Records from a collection
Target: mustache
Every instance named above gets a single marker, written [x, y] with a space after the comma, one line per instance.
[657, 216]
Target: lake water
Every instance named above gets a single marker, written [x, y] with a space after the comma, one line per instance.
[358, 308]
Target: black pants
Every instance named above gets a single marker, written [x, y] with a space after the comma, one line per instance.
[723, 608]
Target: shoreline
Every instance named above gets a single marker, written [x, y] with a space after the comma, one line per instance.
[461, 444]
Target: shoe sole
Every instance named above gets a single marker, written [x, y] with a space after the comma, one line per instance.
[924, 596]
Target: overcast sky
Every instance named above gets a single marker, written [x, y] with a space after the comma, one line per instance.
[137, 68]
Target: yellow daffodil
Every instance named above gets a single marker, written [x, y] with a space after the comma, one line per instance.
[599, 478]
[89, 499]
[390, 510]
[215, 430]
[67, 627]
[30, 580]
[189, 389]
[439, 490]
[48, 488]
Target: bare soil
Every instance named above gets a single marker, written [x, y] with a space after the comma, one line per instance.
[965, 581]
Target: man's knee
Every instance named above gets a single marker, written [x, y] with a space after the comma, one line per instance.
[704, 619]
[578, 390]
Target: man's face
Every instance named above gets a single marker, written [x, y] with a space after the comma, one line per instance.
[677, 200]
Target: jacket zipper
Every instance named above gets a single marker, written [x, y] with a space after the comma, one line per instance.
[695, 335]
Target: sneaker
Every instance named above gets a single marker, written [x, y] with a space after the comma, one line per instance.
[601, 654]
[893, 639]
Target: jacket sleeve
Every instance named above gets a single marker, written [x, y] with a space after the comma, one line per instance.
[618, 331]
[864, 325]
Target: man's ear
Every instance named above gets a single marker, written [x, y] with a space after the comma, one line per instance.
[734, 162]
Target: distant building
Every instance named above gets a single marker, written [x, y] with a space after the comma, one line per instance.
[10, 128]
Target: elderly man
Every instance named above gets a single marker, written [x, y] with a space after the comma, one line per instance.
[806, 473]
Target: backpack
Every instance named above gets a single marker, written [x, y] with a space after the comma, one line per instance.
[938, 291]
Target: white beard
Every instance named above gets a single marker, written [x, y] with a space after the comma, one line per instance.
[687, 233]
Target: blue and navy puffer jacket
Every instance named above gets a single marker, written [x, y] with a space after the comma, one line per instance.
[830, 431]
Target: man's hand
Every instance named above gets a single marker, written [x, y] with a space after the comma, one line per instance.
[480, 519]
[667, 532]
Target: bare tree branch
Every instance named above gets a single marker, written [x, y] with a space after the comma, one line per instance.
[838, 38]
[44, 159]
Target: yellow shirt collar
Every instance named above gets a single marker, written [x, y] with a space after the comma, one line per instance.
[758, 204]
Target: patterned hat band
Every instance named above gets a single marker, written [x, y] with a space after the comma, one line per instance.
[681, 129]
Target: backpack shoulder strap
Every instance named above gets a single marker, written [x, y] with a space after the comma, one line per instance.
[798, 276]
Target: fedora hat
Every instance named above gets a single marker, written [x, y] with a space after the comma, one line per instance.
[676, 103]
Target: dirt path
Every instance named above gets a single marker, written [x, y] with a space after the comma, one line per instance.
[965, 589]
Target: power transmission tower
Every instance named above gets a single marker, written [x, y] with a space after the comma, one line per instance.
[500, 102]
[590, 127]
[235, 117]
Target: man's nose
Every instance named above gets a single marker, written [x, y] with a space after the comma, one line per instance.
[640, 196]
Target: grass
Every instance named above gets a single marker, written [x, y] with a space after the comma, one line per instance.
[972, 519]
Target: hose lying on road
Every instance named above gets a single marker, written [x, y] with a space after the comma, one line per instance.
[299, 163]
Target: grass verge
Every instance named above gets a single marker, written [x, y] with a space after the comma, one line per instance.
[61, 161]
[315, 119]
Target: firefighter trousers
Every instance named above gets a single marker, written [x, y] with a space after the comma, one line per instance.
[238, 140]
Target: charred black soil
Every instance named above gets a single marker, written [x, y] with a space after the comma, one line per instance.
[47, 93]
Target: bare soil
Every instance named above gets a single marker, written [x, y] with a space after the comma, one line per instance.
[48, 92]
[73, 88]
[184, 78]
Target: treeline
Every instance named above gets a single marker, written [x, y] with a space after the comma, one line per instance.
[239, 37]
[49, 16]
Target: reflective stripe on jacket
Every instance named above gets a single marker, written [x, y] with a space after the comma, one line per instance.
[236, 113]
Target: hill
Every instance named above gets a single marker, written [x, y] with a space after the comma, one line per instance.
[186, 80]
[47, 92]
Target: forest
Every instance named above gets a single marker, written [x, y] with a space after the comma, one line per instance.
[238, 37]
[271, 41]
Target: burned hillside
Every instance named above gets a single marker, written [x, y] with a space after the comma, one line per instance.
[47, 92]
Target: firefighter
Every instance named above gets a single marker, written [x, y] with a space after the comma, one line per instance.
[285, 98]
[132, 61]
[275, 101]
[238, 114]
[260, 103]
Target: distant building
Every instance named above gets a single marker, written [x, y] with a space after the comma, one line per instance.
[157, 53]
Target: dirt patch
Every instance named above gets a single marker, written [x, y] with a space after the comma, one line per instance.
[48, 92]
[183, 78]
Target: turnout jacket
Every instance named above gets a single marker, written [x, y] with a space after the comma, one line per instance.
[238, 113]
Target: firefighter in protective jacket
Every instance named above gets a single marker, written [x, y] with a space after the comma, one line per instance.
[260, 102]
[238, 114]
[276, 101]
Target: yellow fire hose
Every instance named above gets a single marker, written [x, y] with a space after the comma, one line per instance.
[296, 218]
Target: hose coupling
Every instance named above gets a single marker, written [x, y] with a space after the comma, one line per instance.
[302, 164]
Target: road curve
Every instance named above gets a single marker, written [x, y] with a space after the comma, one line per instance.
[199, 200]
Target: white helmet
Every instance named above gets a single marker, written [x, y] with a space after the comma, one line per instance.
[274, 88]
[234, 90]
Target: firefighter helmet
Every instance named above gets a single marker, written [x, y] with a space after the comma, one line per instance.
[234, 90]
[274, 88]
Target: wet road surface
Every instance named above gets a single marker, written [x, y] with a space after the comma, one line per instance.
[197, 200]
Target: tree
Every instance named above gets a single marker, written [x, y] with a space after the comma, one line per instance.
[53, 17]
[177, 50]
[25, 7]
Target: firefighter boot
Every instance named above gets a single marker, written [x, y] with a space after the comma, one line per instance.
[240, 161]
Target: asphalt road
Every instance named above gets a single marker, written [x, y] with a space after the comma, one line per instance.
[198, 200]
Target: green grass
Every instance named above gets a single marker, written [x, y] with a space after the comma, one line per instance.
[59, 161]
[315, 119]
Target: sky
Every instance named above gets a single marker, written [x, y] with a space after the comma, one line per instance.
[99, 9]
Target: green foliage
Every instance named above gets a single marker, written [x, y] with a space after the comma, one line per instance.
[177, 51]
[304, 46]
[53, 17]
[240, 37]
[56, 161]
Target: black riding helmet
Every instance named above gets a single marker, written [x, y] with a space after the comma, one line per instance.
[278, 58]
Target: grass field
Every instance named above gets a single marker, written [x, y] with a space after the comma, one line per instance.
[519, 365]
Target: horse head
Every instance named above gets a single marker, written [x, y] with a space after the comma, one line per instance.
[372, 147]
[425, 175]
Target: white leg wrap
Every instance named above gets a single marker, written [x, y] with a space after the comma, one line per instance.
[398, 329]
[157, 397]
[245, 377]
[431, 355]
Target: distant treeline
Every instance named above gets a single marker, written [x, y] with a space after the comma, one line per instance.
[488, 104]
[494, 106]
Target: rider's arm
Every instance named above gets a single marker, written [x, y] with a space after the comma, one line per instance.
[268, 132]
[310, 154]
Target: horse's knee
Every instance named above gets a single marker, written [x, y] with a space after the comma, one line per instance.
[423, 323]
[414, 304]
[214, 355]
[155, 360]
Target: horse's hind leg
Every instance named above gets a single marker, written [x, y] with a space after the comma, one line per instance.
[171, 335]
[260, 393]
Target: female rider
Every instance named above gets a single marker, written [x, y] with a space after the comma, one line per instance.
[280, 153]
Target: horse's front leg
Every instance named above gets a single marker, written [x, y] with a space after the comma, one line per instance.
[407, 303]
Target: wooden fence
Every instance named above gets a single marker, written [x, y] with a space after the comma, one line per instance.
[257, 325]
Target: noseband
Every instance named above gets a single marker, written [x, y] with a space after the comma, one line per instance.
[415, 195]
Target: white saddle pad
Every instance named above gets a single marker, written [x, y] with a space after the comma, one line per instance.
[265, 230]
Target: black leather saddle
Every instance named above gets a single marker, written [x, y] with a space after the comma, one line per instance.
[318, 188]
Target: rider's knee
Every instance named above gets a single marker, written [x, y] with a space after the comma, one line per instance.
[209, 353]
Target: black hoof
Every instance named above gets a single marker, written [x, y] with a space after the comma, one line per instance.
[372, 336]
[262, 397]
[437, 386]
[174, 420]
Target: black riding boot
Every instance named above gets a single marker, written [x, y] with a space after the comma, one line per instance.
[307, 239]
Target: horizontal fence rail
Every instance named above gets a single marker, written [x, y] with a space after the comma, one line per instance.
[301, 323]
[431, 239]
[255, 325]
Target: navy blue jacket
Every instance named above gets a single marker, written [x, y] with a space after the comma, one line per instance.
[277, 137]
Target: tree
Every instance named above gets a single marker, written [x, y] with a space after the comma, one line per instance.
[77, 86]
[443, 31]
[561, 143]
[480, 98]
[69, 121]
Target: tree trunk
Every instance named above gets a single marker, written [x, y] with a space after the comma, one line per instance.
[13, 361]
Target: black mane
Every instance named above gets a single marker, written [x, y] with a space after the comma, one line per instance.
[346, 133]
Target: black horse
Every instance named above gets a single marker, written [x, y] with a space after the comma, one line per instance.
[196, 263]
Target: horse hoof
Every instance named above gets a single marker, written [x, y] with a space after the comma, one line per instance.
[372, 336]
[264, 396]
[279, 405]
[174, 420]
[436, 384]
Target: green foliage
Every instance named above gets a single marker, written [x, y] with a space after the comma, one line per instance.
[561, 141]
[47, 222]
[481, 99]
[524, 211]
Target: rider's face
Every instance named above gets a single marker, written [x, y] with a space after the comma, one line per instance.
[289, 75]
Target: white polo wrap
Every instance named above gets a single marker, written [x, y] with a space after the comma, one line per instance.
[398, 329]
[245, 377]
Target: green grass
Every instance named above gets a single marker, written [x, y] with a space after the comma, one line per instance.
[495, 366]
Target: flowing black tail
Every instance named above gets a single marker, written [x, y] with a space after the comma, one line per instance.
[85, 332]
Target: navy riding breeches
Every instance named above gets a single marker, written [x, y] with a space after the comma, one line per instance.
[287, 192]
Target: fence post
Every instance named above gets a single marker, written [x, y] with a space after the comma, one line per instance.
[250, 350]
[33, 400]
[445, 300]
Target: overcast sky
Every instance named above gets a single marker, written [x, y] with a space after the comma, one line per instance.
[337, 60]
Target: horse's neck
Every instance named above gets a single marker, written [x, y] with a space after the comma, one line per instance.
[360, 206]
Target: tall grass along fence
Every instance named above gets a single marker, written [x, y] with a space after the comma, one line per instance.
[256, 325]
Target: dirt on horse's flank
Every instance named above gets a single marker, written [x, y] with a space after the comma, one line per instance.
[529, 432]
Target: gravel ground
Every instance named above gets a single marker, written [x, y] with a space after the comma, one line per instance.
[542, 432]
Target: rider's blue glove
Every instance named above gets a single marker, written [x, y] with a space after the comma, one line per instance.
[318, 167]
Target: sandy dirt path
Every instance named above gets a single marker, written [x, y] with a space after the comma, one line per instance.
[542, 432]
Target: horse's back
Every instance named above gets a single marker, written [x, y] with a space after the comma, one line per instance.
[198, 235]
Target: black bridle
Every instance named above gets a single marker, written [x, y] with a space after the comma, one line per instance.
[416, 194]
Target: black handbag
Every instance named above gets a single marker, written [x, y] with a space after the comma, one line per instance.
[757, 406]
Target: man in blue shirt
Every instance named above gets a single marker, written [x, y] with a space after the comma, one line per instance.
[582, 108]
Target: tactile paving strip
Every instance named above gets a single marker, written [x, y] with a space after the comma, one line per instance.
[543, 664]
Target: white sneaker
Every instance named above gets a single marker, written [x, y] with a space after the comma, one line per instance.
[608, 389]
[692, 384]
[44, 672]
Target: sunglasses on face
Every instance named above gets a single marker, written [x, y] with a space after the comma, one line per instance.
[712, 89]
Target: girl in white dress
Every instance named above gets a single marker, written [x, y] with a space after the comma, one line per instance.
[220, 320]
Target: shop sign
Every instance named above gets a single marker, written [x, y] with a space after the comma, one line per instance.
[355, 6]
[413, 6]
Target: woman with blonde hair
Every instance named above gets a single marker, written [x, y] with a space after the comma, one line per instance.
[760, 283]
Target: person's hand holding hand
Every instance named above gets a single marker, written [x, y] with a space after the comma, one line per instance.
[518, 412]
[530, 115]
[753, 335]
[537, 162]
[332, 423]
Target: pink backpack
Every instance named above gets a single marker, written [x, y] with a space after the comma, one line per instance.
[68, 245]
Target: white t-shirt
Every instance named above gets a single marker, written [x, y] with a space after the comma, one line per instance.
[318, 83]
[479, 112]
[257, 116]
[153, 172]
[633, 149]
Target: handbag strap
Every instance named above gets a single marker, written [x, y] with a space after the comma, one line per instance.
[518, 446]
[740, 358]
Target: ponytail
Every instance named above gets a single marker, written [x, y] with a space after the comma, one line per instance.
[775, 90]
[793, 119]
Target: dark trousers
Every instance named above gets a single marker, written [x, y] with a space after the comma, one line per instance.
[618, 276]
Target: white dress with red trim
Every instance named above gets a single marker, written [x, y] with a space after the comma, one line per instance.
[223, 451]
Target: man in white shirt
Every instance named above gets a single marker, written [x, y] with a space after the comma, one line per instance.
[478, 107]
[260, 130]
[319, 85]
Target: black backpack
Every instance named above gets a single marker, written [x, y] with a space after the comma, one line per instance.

** WHAT YOU WILL DO **
Which lines above contain the word "dress"? List them.

** TASK RESPONSE **
Target: girl in white dress
Target: white dress with red trim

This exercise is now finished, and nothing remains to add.